### Extract to read:
Figure 2.: Simplified diagram of a PT cell. Sodium reabsorption in the PT is mainly accomplished by NHE3, which exchanges sodium for protons. Other sodium-coupled transporters use the chemical and electrical gradient of sodium for the reabsorption of molecules (X stands for, e.g., glucose, amino acids, phosphate).
The bulk of sodium in the PT is taken up by the apical Na+-H+ exchanger NHE3, in this way linking sodium and thus volume homeostasis with acid-base homeostasis.17 Given this important role, one might have expected a severe form of a salt-losing tubulopathy and proximal acidosis with loss of function of this transporter. Instead, recessive mutations in the encoding gene SLC9A3 are associated with congenital sodium diarrhea (OMIM #616868).18 Only two of the seven reported patients with available data exhibited acidosis. While also presenting with diarrhea, mice lacking Nhe3 function do also show evidence of salt wasting and acidosis.19 To better dissect the respective renal and/or intestinal contribution to the acidosis, a renal specific knock-out was generated, which confirmed renal bicarbonate wasting, albeit with only mild acidosis.20 These studies confirm the important role of NHE3; yet, at least in PT, the loss of function may be partially compensated by other NHE isoforms, such as NHE8.21
Another important sodium transporter in PT is the Na+-PO4− cotransporter NaPi-IIa, encoded by SLC34A1. Initially, a homozygous loss-of-function mutation was reported as the cause of FRTS type 2 in two siblings.8 Yet, no further patients with FRTS and SLC34A1 mutations have been identified since. Instead, recessive loss-of-function mutations in this gene are recurrently found as the cause of infantile hypercalcemia with nephrocalcinosis (OMIM #616963).9 Moreover, heterozygous mutations have been associated with hypophosphatemic nephrolithiasis (OMIM # 612286),22 similar to the hypophosphatemic rickets with hypercalciuria caused by heterozygous mutations in SLC34A3, encoding NaPi-IIc (OMIM #241530). Presumably, the hypophosphatemia-mediated suppression of FGF23 leads to increased 1-α hydroxylation of cholecalciferol with resultant hypercalcemia and hypercalciuria.23
Of interest is also the sodium-glucose cotransporter SGLT2, encoded by SLC5A2. Recessive mutations in this transporter cause isolated renal glucosuria (OMIM #233100), which provides an example of the enormous benefits the study of a rare disorder can have for common disorders. Patients with isolated renal glucosuria can lose well over 100 g of glucose daily, yet with no apparent detrimental consequences.24–26 In fact, in an era of affluence in which obesity and diabetes have become major threats to public health, the loss of sodium and glucose in the urine may be beneficial and SGLT2 thus became an attractive therapeutic target.25 Inhibitors of SGLT2, the gliflozins, are now available and seem to provide substantial benefits in the management of diabetes, with not only improved glucose control but also reduced cardiovascular mortality and diabetic nephropathy.27
Two further transporters affecting sodium reabsorption in the PT are associated with diseases: recessive mutations in SLC4A4, encoding basolateral Na-bicarbonate cotransporter NBC1, cause proximal tubular acidosis with eye findings (OMIM # 604278); and recessive mutations in carbonic anhydrase 2, encoded by CA2, cause proximal tubular acidosis with osteopetrosis (OMIM #259730). Although CA2 does not transport sodium directly, it clearly affects the availability of H+ for the apical Na+-H+ exchange. However, except for occasional case reports and case series, very little new data are available for these very rare disorders.28,29
Clinical Controversies
Patients with FRTS exhibit proteinuria. This primarily reflects “tubular” proteinuria, i.e., the impaired reabsorption of filtered proteins, but in some patients proteinuria reaches the nephrotic range. Although the exact amount of physiologic tubular protein (including albumin) reabsorption remains controversial and may approach several grams per day,30 some patients also show evidence of glomerular damage.31,32 Should these patients be treated with so-called anti-proteinuric drugs, such as ACEi or ARB? Given the impaired sodium reabsorption in FRTS and thus risk of loss of volume homeostasis, are such treatments, which are generally recommended for proteinuria in CKD, of benefit to patients with rare tubular salt-losing disorders?

### Data provided:
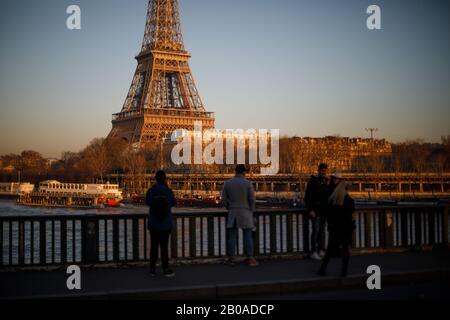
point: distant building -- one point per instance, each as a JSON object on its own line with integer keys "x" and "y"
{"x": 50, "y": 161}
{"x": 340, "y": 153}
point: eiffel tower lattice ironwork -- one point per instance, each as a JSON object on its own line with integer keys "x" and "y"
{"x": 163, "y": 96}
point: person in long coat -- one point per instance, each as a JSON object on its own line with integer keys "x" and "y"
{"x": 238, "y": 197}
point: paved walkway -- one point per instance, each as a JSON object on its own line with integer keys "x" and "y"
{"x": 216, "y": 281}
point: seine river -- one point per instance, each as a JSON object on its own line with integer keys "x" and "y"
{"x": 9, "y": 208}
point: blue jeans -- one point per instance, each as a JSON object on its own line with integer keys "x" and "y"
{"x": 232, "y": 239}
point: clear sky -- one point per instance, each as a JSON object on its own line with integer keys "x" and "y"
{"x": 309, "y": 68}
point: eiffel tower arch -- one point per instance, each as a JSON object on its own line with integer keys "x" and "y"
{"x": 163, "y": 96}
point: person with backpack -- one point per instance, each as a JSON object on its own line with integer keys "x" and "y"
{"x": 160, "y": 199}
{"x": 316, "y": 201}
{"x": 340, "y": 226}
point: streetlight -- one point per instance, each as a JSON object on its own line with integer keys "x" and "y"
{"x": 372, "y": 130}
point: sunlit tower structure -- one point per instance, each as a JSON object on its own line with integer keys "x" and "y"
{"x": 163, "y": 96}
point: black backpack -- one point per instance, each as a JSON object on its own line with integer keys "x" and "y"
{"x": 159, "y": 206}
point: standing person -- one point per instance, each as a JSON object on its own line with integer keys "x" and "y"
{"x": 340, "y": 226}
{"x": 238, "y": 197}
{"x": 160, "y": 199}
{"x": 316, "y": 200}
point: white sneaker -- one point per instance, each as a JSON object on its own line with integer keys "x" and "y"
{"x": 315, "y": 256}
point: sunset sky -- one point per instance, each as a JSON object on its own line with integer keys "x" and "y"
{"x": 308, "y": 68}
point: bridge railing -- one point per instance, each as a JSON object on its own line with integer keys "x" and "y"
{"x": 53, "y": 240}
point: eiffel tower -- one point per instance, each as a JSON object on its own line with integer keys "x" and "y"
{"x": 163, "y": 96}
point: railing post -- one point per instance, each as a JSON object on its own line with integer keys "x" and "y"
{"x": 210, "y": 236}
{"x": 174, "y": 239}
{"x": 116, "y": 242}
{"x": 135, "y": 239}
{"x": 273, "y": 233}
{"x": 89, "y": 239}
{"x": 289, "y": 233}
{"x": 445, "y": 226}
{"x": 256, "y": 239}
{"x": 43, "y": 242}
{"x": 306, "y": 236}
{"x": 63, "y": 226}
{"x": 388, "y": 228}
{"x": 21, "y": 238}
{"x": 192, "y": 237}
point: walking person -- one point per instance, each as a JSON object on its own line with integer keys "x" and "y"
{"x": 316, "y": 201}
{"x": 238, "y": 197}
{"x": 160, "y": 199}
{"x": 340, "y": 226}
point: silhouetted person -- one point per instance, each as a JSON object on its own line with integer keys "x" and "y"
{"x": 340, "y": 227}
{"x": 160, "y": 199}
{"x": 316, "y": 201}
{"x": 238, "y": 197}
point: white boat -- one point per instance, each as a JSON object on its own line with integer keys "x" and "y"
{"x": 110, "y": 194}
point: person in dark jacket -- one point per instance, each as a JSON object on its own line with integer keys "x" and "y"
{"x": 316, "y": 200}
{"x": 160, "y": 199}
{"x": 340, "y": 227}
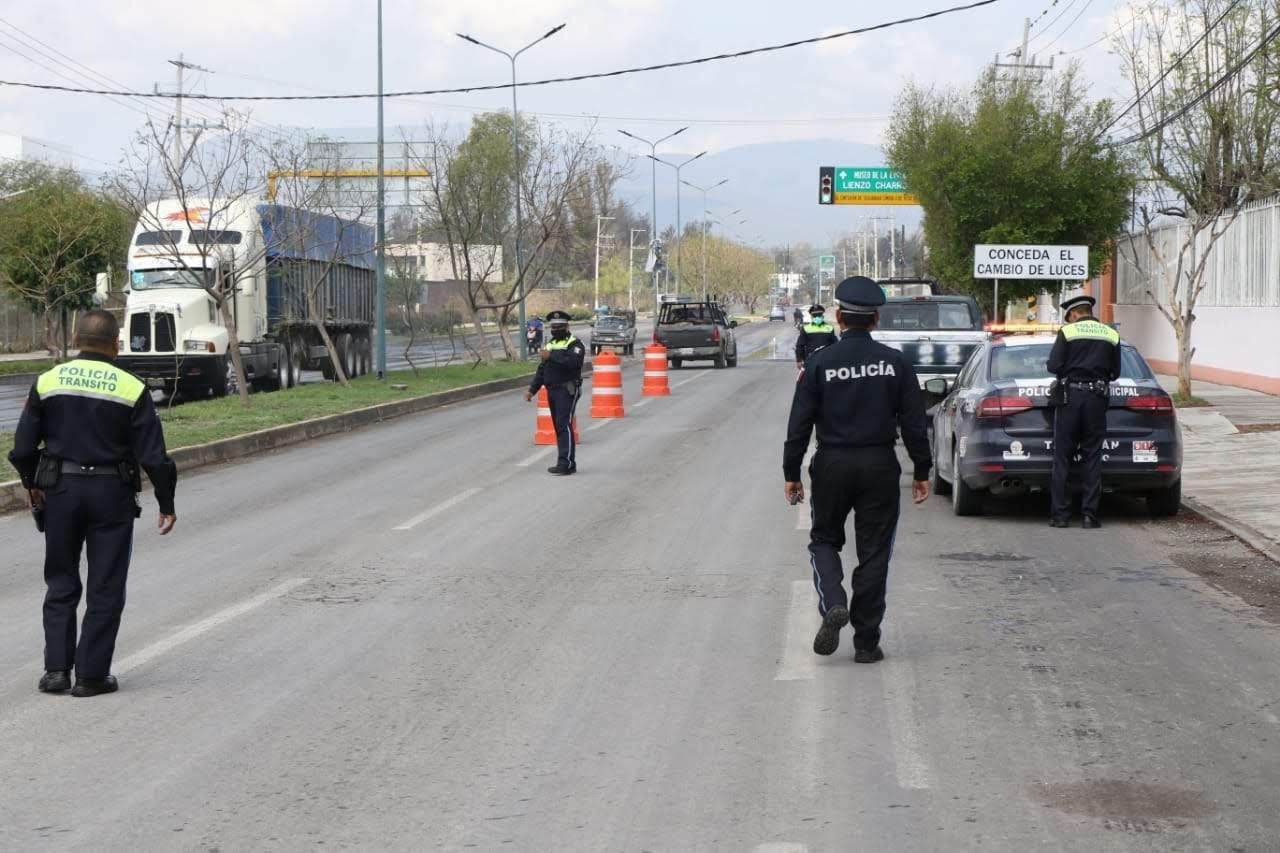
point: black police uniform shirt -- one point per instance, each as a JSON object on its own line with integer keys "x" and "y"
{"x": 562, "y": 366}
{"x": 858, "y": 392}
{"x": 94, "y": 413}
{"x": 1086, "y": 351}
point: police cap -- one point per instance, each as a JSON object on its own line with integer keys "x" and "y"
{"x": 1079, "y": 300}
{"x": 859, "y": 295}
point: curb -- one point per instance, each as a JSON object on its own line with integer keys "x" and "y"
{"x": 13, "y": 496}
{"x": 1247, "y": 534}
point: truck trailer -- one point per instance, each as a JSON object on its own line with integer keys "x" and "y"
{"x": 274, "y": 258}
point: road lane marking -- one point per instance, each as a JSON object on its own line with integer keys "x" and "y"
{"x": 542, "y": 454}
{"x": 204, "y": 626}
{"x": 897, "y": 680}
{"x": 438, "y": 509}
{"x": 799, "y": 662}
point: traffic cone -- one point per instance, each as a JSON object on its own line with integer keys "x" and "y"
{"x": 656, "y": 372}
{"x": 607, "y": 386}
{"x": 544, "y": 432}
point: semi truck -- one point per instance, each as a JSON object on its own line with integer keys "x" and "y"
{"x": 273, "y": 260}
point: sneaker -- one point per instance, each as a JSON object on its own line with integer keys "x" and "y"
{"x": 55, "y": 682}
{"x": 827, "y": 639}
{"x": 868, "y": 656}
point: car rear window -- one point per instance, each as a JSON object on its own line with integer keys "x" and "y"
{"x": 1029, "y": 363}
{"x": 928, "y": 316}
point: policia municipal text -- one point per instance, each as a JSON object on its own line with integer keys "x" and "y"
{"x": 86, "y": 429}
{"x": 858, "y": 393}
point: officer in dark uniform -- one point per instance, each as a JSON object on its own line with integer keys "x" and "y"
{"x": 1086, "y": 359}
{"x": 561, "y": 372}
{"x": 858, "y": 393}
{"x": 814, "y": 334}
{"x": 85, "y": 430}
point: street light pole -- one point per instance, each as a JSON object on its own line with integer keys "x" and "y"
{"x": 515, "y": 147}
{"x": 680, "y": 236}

### Problem set:
1. Answer these questions from the extract on sodium transport in the proximal tubule.
(a) Which gene encodes the sodium-glucose cotransporter SGLT2?
(b) What condition is associated with recessive mutations in SLC9A3?
(c) What disorder do recessive mutations in CA2 cause?
2. Go on with the extract on sodium transport in the proximal tubule, starting after its final sentence.
The items have no role in this work.

### Answers to the exercise:
1.
(a) SLC5A2
(b) Congenital sodium diarrhea
(c) Proximal tubular acidosis with osteopetrosis

2.
Thick Ascending Limb
From the PT, the primary urine traverses into the thin limb of the loop of Henle. So far, no human disorders have been associated with altered salt transport here, so we will concentrate on the thick ascending limb (TAL, Figure 3).
Figure 3.: Simplified diagram of a TAL cell. Sodium is reabsorbed electroneutrally via NKCC2 (defective in Bartter type 1), together with one potassium and two chloride ions. The transporter can only function with all four ions bound and, because of its luminal concentration, potassium binding becomes the rate-limiting step. Therefore, potassium is recycled through the potassium channel ROMK1 (defective in Bartter type 2) to ensure an adequate luminal supply of potassium. This also generates a lumen positive transepithelial potential, providing the driving force for paracellular absorption of calcium and magnesium. Sodium exits the cell on the basolateral (blood side) via the Na-K-ATPase, whereas chloride exits through the chloride channels CLCNKB (defective in Bartter type 3) and CLCNKA; both require Barttin (defective in Bartter type 4) for proper membrane localization. NKCC2 can be inhibited by loop diuretics, such as furosemide.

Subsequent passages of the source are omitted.